**Instrucción escrita 1**
Enumera todas las líneas de los registros que contienen la cadena "green".

**Texto de lectura**
EDUCACIÓN

¡Loor al autodidacta!

Debo agradecer a los gentiles anfitriones de la cena a la cual asistí recientemente el nutritivo sedimento intelectual que dejó la sobremesa compartida con sus distinguidos invitados, personalidades que, como los dueños de casa, pueden considerarse autoridades en sus respectivos campos. Entre los valiosos temas puestos sobre el tapete, surgió una figura con la que me identifico, la del autodidacta.

Aunque asistí a la escuela primaria y secundaria, y eventualmente obtuve una licenciatura en derecho, mis estudios fueron tan deshilvanados (escuelas en Panamá, Costa Rica, Colombia, Inglaterra y Estados Unidos), que siempre me he considerado autodidacta.

Existirán muchas clases de autodidactas y yo no comencé de cero, pero cualquier persona que por su interés se enseñe a sí mismo a leer y a escribir, ya lleva dentro de sí la sed de conocimientos que lo impulsará a seguir la huella que deja la inteligencia.

Cuando en esa velada se habló de la educación en un salón de clase vis à vis la autodidacta, recordé la observación del filósofo y matemático británico Bertrand Russel, que en su autobiografía confiesa que no aprendió nada de los dons que tuvo como maestros en la prestigiosa y milenaria universidad de Oxford, a cuya experiencia quiero añadir un rápido vuelo por mi propio recorrido educativo.

**Instrucción escrita 2**
Traduce al inglés la siguiente oración del texto sobre el autodidacta: «Entre los valiosos temas puestos sobre el tapete, surgió una figura con la que me identifico, la del autodidacta.»

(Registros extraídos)

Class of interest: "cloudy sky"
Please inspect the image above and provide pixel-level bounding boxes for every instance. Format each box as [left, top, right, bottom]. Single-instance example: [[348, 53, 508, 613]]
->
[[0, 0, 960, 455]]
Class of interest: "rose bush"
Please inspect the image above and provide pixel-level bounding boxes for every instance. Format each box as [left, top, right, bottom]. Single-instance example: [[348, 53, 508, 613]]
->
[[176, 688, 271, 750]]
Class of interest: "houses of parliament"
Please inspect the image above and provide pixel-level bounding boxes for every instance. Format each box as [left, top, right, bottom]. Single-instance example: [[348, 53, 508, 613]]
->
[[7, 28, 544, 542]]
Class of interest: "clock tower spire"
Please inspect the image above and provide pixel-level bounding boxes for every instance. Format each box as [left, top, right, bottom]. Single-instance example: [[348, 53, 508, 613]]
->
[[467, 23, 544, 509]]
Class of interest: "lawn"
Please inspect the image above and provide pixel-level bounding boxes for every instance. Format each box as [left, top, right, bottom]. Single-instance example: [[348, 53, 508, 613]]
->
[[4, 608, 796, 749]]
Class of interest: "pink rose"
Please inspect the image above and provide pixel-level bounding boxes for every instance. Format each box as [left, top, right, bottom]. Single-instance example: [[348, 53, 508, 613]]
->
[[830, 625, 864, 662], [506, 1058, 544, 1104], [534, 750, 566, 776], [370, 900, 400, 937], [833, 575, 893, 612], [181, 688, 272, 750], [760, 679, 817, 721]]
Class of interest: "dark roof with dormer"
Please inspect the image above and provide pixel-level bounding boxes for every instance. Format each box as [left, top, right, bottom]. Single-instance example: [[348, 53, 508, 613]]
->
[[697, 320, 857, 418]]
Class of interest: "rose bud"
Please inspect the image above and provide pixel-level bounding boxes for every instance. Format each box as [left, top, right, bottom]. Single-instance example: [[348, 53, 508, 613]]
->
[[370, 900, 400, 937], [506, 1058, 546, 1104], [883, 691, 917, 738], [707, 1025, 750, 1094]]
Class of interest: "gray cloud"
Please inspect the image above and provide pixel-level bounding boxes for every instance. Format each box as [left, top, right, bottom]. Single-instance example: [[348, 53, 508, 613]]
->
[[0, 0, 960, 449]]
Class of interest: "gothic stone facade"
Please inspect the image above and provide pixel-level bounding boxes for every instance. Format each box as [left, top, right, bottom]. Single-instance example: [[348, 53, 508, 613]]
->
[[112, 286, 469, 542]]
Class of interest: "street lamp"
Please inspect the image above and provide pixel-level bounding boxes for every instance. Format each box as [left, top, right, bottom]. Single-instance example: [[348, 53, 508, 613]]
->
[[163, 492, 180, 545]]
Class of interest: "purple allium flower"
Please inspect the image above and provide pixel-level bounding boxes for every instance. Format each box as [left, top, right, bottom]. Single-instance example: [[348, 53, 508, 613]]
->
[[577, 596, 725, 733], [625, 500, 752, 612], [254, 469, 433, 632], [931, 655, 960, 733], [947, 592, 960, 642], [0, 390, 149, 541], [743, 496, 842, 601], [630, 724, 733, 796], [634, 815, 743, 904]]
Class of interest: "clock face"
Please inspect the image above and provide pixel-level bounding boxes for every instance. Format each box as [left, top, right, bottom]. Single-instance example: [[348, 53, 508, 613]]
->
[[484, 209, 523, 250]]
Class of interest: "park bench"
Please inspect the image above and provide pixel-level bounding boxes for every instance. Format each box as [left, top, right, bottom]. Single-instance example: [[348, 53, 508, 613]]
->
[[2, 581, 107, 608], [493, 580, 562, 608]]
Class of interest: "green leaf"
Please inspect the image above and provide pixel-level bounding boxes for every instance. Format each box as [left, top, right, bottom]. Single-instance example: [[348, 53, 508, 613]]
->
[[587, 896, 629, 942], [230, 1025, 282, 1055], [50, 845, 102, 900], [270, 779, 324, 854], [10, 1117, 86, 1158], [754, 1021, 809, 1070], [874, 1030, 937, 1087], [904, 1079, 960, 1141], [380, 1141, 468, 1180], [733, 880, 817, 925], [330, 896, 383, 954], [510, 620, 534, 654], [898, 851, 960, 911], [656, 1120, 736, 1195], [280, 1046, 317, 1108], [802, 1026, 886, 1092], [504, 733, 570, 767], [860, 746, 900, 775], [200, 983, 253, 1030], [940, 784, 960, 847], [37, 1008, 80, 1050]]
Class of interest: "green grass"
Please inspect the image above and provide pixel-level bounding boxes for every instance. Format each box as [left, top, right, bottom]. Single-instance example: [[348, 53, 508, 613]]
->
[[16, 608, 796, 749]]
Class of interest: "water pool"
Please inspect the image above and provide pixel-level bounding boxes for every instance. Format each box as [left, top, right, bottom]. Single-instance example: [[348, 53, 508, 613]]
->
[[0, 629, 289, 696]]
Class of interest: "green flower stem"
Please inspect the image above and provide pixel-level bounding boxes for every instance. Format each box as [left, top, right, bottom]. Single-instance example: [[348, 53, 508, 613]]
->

**Resultado 1**
Class of interest: "green leaf"
Class of interest: "green grass"
Class of interest: "green flower stem"

**Resultado 2**
Among the valuable topics brought up for discussion, a figure emerged with which I identify: that of the self-taught person.